Leave out the pictures and return every entry exactly as it appears.

** Opening Dataset block **

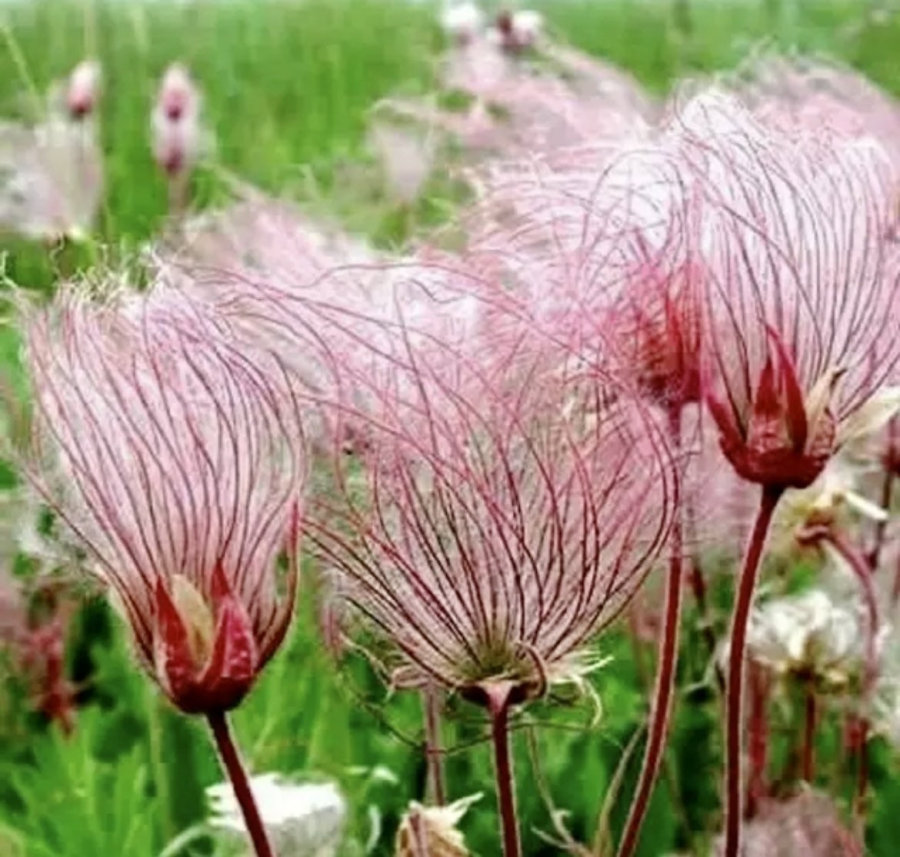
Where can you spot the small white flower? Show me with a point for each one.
(302, 819)
(433, 830)
(406, 151)
(807, 635)
(179, 140)
(462, 21)
(83, 89)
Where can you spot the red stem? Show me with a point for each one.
(862, 774)
(431, 704)
(234, 767)
(810, 716)
(863, 573)
(887, 488)
(661, 708)
(498, 708)
(735, 689)
(758, 738)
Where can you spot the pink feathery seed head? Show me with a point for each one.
(177, 460)
(499, 521)
(83, 90)
(806, 823)
(178, 95)
(175, 121)
(817, 93)
(598, 244)
(800, 284)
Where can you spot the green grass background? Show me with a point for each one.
(287, 86)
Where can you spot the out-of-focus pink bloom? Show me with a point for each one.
(462, 21)
(258, 238)
(52, 178)
(176, 459)
(519, 30)
(520, 109)
(36, 641)
(808, 823)
(499, 521)
(405, 149)
(83, 90)
(177, 133)
(816, 93)
(800, 284)
(12, 612)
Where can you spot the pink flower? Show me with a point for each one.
(500, 519)
(83, 90)
(176, 459)
(800, 284)
(177, 135)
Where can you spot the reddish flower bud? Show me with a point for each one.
(83, 89)
(178, 464)
(800, 286)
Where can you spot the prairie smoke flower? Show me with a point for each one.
(175, 459)
(405, 150)
(801, 288)
(301, 818)
(433, 830)
(496, 527)
(462, 21)
(500, 520)
(52, 178)
(258, 238)
(83, 89)
(810, 637)
(817, 93)
(796, 295)
(808, 823)
(519, 111)
(518, 30)
(179, 140)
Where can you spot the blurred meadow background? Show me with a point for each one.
(288, 88)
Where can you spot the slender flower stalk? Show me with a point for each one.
(177, 133)
(177, 461)
(800, 286)
(498, 710)
(665, 681)
(234, 768)
(810, 723)
(431, 704)
(734, 776)
(758, 741)
(502, 518)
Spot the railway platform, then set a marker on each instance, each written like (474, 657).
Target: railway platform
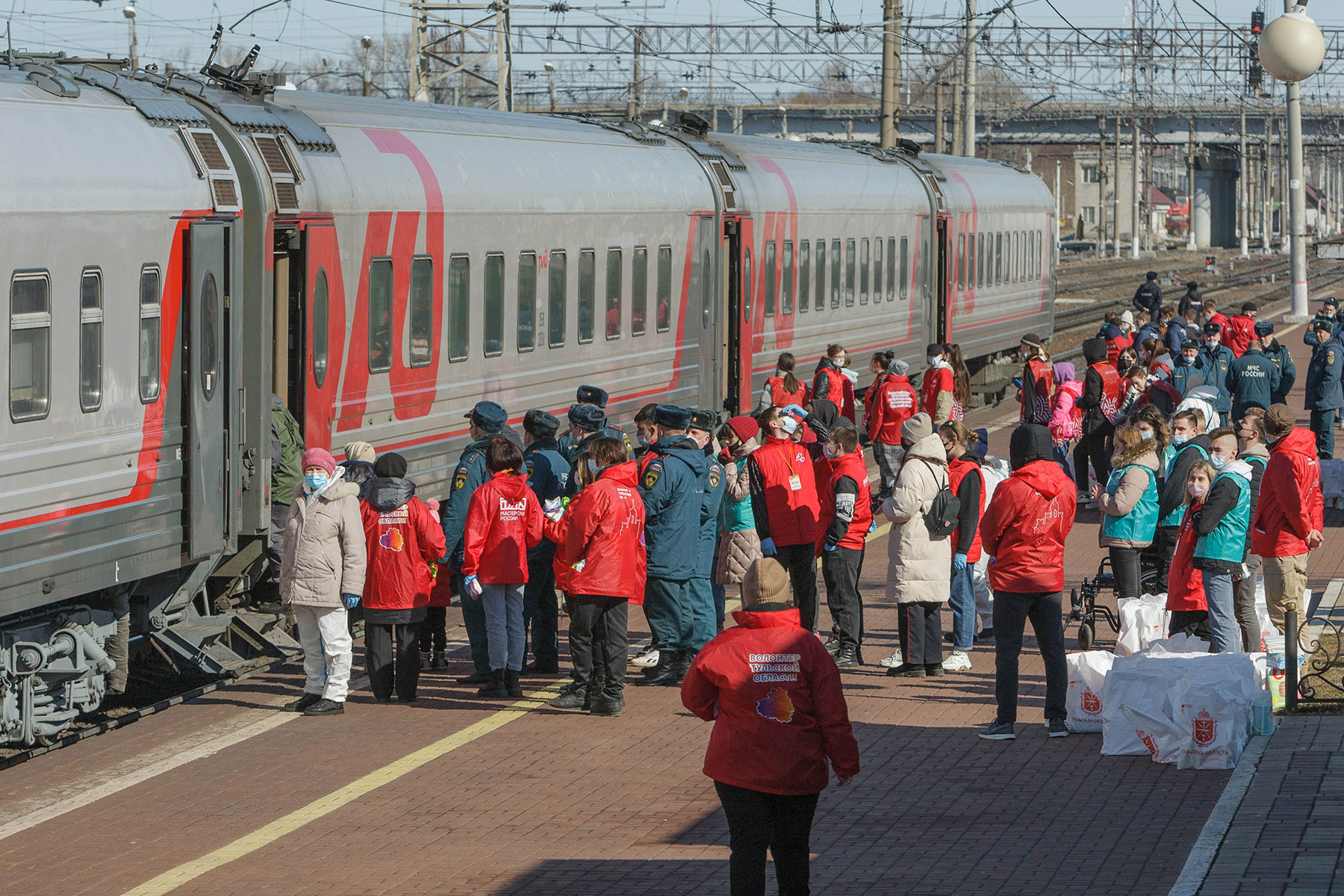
(455, 795)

** Closing Dataset block **

Expected output:
Where can you spot the small white flower? Show me with a point for each one.
(302, 819)
(433, 830)
(406, 151)
(807, 635)
(179, 140)
(462, 21)
(83, 89)
Where can you spot the red stem? Show me with a point for each one.
(862, 774)
(431, 704)
(234, 767)
(810, 716)
(863, 573)
(887, 488)
(661, 708)
(498, 708)
(735, 689)
(758, 738)
Where can you spot the pink feathery seed head? Show me with a point for each one.
(177, 460)
(499, 521)
(83, 90)
(806, 823)
(178, 95)
(175, 121)
(817, 93)
(598, 244)
(800, 284)
Where can you spot the green grass background? Show me with a point for each one.
(287, 86)
Where can you spot the out-of-focus pink bloom? Show me with a point for each one.
(462, 21)
(258, 238)
(52, 178)
(176, 459)
(519, 30)
(520, 109)
(36, 641)
(808, 823)
(499, 521)
(405, 149)
(83, 90)
(177, 133)
(816, 93)
(800, 284)
(12, 612)
Where can you spot the pink flower? Show me with a point for each one.
(500, 519)
(83, 90)
(176, 459)
(800, 284)
(177, 135)
Where can you spot the reddish flower bud? Show me with a point for each one.
(83, 89)
(178, 464)
(800, 286)
Where can you spot the prairie smoke flower? Show me with a point for each one.
(175, 459)
(405, 150)
(801, 288)
(301, 818)
(433, 830)
(496, 527)
(462, 21)
(500, 520)
(52, 178)
(258, 238)
(83, 89)
(810, 637)
(817, 93)
(796, 295)
(808, 823)
(519, 111)
(518, 30)
(179, 140)
Where can you spot the blurred meadow background? Show me with a point for each one.
(288, 88)
Where can you spot the slender flower stalk? Show me with a point for each one.
(177, 133)
(177, 461)
(800, 286)
(498, 710)
(665, 681)
(234, 768)
(810, 723)
(431, 704)
(734, 776)
(758, 741)
(502, 518)
Spot the railway platform, then set a marker on each instance, each written like (474, 657).
Target: railway platform
(455, 795)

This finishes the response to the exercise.